### PROBLEM TO WORK ON
Substitute "outline" for each "tag" in the following lines, and return them with nothing else altered.

### DATA SUPPLIED
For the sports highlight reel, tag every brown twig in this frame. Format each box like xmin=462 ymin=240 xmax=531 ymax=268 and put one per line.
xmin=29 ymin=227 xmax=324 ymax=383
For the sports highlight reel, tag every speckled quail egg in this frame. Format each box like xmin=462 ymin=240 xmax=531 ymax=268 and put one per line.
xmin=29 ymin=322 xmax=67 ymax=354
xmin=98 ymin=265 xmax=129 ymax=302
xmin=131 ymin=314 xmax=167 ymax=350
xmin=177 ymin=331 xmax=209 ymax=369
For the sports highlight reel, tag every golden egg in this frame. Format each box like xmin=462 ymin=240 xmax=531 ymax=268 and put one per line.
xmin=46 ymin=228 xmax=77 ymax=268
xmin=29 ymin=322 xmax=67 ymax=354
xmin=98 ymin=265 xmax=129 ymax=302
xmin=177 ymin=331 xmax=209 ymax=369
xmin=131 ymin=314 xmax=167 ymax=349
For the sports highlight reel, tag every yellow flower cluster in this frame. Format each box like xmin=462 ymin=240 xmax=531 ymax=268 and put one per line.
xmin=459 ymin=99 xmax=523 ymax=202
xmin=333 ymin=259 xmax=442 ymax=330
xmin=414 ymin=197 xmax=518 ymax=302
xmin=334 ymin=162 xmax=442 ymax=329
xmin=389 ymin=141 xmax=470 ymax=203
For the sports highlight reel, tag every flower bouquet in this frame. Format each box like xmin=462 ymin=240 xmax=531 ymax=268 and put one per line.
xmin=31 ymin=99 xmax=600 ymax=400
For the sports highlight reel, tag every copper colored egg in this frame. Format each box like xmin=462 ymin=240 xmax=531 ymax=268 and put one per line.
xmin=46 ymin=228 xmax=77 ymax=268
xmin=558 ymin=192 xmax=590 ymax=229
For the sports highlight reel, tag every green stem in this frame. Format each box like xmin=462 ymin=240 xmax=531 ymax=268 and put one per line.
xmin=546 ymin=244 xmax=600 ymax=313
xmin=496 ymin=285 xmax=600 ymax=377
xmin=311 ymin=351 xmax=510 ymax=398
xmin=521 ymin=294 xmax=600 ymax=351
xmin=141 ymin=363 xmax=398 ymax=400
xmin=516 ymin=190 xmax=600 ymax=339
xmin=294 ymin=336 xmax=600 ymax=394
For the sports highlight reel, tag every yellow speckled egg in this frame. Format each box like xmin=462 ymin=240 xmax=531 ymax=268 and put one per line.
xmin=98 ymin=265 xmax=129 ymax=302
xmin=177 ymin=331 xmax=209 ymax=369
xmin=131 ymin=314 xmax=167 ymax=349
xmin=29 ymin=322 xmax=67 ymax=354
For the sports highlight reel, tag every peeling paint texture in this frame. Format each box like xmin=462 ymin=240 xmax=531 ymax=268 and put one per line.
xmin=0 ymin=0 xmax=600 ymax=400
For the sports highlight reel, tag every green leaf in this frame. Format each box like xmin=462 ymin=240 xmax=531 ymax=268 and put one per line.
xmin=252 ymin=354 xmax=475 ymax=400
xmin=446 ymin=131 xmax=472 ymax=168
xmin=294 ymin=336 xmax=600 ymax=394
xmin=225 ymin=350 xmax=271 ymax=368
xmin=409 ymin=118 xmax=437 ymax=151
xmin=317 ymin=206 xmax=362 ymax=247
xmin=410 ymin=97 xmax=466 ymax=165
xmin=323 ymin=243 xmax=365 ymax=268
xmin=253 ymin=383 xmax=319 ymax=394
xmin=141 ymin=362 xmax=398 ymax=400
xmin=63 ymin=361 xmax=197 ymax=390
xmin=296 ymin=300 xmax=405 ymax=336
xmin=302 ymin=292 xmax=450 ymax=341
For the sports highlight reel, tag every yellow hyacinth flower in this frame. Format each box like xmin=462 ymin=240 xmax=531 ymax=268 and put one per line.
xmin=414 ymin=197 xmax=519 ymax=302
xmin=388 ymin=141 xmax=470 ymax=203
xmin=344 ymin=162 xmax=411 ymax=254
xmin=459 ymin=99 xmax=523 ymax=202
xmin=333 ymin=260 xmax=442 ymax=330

### OUTPUT BELOW
For the sports highlight reel, outline every brown twig in this frame. Format each box like xmin=462 ymin=240 xmax=531 ymax=268 and put one per line.
xmin=29 ymin=227 xmax=324 ymax=383
For the sports highlight reel, outline every speckled quail egg in this frame. Format each box like xmin=462 ymin=240 xmax=531 ymax=268 and put one per line.
xmin=29 ymin=322 xmax=67 ymax=354
xmin=98 ymin=265 xmax=129 ymax=302
xmin=131 ymin=314 xmax=167 ymax=350
xmin=177 ymin=331 xmax=209 ymax=369
For the sports highlight reel, outline every golden egg in this frame. Format each box like xmin=462 ymin=240 xmax=531 ymax=268 and put one per line.
xmin=46 ymin=228 xmax=77 ymax=268
xmin=29 ymin=322 xmax=67 ymax=354
xmin=98 ymin=265 xmax=129 ymax=302
xmin=177 ymin=331 xmax=209 ymax=369
xmin=131 ymin=314 xmax=167 ymax=349
For the sports highlight reel, outline every yellow flower cluster in this frame. Format each box like xmin=462 ymin=240 xmax=531 ymax=268 and put one per line.
xmin=459 ymin=99 xmax=523 ymax=202
xmin=333 ymin=259 xmax=442 ymax=330
xmin=414 ymin=197 xmax=518 ymax=302
xmin=334 ymin=162 xmax=442 ymax=329
xmin=389 ymin=141 xmax=470 ymax=203
For the sports highlight reel, outline every flower bouquet in this frame. Format each box like xmin=462 ymin=240 xmax=531 ymax=268 and put one per line.
xmin=31 ymin=99 xmax=600 ymax=400
For the sports highlight reel, outline every copper colored egg in this frame. Format each box like xmin=462 ymin=240 xmax=531 ymax=268 and put one per line.
xmin=46 ymin=228 xmax=77 ymax=268
xmin=558 ymin=192 xmax=590 ymax=229
For the sports highlight reel, outline every green stem in this frame. Format each box like xmin=462 ymin=240 xmax=531 ymax=268 and put one per line.
xmin=546 ymin=244 xmax=600 ymax=313
xmin=496 ymin=285 xmax=600 ymax=377
xmin=311 ymin=351 xmax=510 ymax=398
xmin=521 ymin=294 xmax=600 ymax=351
xmin=141 ymin=363 xmax=398 ymax=400
xmin=516 ymin=190 xmax=600 ymax=339
xmin=294 ymin=336 xmax=600 ymax=394
For the sports highlight reel, outline every yellow speckled egg in this frame. Format each box like xmin=462 ymin=240 xmax=531 ymax=268 and put one per line.
xmin=98 ymin=265 xmax=129 ymax=302
xmin=177 ymin=331 xmax=209 ymax=369
xmin=131 ymin=314 xmax=167 ymax=349
xmin=29 ymin=322 xmax=67 ymax=354
For the sports highlight reel, outline every peeling paint texture in this frame. Format each box like xmin=462 ymin=240 xmax=531 ymax=268 and put one per line.
xmin=0 ymin=0 xmax=600 ymax=400
For the sports highlight reel, outline every green leaf in this frame. Format each box like xmin=462 ymin=240 xmax=531 ymax=268 and put one per line.
xmin=252 ymin=354 xmax=475 ymax=400
xmin=446 ymin=131 xmax=472 ymax=168
xmin=294 ymin=336 xmax=600 ymax=394
xmin=225 ymin=350 xmax=271 ymax=368
xmin=409 ymin=118 xmax=437 ymax=151
xmin=317 ymin=206 xmax=362 ymax=247
xmin=410 ymin=97 xmax=466 ymax=165
xmin=323 ymin=243 xmax=365 ymax=268
xmin=253 ymin=383 xmax=319 ymax=394
xmin=141 ymin=362 xmax=398 ymax=400
xmin=63 ymin=361 xmax=197 ymax=390
xmin=296 ymin=300 xmax=405 ymax=336
xmin=302 ymin=292 xmax=450 ymax=341
For the sports highlight reel, outline every yellow hyacinth flower in this frame. Format each box like xmin=462 ymin=240 xmax=531 ymax=268 and put one per line.
xmin=414 ymin=197 xmax=519 ymax=302
xmin=388 ymin=141 xmax=470 ymax=203
xmin=344 ymin=162 xmax=411 ymax=254
xmin=459 ymin=99 xmax=523 ymax=202
xmin=333 ymin=260 xmax=442 ymax=330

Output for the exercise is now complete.